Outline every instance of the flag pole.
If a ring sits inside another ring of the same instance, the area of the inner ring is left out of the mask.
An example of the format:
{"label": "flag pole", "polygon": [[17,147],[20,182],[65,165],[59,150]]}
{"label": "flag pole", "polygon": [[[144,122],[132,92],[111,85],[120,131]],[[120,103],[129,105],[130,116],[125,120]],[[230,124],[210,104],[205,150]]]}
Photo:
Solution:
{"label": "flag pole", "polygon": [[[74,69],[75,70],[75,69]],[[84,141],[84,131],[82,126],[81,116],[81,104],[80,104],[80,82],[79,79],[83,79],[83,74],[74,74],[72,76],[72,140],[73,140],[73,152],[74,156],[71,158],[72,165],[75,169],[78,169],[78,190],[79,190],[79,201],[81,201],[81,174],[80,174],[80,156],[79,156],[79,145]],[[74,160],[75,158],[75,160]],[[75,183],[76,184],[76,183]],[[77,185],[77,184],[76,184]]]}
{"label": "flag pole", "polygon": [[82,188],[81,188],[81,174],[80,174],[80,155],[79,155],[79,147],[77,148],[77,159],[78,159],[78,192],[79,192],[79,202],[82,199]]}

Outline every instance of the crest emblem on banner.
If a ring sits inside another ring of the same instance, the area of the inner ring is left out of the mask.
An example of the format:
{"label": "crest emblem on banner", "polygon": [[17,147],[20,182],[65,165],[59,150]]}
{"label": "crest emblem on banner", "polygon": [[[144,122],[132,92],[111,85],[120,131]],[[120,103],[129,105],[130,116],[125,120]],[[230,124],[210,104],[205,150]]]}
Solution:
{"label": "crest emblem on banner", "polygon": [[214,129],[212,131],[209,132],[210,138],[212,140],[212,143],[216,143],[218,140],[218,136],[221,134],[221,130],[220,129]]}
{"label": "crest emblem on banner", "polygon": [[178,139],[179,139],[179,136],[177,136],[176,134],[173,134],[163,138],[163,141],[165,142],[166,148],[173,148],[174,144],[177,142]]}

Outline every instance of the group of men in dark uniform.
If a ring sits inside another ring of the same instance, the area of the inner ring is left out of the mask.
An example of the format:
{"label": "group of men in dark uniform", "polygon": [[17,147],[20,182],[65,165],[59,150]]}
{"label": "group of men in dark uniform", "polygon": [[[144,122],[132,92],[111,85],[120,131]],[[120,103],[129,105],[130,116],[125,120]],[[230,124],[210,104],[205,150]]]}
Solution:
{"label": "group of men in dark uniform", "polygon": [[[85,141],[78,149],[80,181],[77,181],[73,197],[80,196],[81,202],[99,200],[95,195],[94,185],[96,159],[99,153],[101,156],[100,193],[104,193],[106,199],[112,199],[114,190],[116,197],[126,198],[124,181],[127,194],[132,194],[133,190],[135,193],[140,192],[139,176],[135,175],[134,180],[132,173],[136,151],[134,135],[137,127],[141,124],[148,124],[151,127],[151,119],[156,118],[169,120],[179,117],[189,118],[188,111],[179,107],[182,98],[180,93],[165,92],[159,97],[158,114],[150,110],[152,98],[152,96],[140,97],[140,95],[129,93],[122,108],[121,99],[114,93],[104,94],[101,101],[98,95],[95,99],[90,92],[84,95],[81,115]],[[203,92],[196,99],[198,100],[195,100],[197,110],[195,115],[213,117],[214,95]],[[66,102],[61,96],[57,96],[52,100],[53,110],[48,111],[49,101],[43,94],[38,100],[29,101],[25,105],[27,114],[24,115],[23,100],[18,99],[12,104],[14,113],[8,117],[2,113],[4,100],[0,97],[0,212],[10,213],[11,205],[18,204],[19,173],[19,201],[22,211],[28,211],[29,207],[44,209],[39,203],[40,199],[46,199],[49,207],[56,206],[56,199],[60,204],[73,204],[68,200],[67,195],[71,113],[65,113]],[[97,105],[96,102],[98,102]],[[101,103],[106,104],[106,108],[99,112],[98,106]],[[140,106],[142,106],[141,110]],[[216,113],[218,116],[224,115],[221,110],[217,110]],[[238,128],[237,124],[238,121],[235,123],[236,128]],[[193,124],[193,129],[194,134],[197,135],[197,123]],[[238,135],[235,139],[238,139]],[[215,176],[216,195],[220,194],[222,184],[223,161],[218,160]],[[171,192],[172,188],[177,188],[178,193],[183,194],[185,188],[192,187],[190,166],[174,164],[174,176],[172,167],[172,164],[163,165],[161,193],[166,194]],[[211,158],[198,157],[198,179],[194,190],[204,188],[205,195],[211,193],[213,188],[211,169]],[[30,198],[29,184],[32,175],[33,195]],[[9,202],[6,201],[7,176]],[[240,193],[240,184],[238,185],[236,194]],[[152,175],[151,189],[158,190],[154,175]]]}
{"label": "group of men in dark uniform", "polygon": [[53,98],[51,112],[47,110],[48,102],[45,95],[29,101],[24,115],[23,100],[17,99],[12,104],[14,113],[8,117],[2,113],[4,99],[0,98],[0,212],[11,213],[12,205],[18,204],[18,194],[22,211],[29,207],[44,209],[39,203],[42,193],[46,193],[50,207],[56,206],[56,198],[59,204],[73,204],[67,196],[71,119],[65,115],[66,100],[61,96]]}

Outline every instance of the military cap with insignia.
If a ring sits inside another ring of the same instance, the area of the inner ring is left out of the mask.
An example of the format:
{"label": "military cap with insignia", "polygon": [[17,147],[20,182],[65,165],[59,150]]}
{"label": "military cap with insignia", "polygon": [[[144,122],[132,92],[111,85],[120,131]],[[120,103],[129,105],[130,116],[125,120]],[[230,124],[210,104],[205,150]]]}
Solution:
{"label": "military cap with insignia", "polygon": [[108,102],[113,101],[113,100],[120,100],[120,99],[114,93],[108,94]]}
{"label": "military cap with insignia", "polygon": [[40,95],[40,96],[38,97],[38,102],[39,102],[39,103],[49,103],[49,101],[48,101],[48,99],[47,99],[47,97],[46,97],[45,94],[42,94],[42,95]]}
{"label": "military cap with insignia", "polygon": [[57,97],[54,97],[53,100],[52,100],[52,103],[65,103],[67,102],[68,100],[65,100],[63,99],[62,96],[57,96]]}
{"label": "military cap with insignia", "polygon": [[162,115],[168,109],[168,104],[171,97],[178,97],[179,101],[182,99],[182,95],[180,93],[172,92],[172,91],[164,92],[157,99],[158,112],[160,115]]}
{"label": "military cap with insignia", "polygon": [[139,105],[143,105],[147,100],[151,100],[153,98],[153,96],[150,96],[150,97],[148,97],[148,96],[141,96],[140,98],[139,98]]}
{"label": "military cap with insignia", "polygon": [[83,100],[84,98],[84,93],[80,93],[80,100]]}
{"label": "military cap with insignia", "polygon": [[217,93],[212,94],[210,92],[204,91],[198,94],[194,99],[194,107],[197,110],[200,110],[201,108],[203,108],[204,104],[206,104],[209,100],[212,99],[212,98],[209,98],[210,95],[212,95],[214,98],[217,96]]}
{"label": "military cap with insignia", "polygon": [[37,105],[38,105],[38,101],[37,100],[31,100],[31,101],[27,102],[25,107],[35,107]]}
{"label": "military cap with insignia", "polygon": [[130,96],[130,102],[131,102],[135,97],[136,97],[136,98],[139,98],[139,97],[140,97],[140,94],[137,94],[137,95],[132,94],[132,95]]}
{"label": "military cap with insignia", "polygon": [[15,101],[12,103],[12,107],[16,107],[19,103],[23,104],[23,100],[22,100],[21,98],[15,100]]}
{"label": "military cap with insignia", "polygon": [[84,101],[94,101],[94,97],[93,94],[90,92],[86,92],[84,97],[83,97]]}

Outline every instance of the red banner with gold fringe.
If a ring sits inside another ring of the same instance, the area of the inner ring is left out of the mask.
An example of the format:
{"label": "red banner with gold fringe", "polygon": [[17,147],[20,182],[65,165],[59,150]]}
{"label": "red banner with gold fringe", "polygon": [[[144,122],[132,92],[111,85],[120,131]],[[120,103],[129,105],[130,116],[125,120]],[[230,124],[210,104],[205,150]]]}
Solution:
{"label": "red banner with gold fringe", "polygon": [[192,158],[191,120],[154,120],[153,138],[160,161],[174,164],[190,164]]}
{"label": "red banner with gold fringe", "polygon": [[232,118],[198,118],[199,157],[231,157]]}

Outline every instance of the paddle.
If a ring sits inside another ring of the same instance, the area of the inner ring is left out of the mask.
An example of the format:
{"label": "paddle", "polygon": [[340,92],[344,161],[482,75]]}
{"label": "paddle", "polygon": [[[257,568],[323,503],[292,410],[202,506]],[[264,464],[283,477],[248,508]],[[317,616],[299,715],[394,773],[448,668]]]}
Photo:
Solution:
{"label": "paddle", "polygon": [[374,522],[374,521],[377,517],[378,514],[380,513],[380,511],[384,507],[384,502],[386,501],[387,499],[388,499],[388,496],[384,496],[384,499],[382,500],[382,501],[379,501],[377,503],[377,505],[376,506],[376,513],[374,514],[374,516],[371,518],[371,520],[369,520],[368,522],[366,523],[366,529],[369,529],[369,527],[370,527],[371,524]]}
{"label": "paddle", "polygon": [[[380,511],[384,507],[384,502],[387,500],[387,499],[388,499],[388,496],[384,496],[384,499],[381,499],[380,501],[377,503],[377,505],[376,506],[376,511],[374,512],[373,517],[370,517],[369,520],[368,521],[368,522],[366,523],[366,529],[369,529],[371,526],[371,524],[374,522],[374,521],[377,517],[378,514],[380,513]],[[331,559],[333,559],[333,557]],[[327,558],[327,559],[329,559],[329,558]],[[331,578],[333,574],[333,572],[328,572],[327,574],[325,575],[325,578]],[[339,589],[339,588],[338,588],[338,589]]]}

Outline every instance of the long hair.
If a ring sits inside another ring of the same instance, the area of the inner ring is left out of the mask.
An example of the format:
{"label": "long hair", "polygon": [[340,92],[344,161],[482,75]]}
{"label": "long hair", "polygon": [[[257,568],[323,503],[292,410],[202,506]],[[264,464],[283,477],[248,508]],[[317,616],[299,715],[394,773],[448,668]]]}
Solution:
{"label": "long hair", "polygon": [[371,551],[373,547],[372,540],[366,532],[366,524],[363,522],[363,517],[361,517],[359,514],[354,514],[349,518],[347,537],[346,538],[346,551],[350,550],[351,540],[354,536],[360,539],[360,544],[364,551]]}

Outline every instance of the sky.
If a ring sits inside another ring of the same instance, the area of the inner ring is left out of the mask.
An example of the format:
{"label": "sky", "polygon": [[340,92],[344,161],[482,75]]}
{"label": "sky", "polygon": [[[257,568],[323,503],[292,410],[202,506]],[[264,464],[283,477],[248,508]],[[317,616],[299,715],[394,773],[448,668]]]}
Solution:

------------------------------------------------------------------------

REQUIREMENTS ->
Identify every line of the records that contains the string "paddle", and copy each such line. Case counts.

EXPECTED ANSWER ->
Outline every instance of the paddle.
{"label": "paddle", "polygon": [[340,92],[344,161],[482,75]]}
{"label": "paddle", "polygon": [[[257,568],[323,503],[292,410],[202,506]],[[264,464],[283,477],[248,508]],[[317,616],[299,715],[394,773],[448,668]]]}
{"label": "paddle", "polygon": [[374,522],[374,521],[377,517],[378,514],[380,513],[380,511],[384,507],[384,502],[386,501],[387,499],[388,499],[388,496],[384,496],[384,499],[382,500],[382,501],[379,501],[377,503],[377,505],[376,506],[376,513],[374,514],[374,516],[371,518],[371,520],[369,520],[368,522],[366,523],[366,529],[369,529],[369,527],[370,527],[371,524]]}
{"label": "paddle", "polygon": [[[380,511],[384,507],[384,502],[387,500],[387,499],[388,499],[388,496],[384,496],[384,499],[381,499],[380,501],[377,503],[377,505],[376,506],[376,511],[374,512],[373,517],[370,517],[369,520],[368,521],[368,522],[366,523],[366,529],[369,529],[371,526],[371,524],[374,522],[374,521],[377,517],[378,514],[380,513]],[[331,559],[333,559],[333,557]],[[327,558],[327,559],[329,559],[329,558]],[[331,578],[333,574],[333,572],[328,572],[327,574],[325,575],[325,578]],[[339,589],[339,588],[338,588],[338,589]]]}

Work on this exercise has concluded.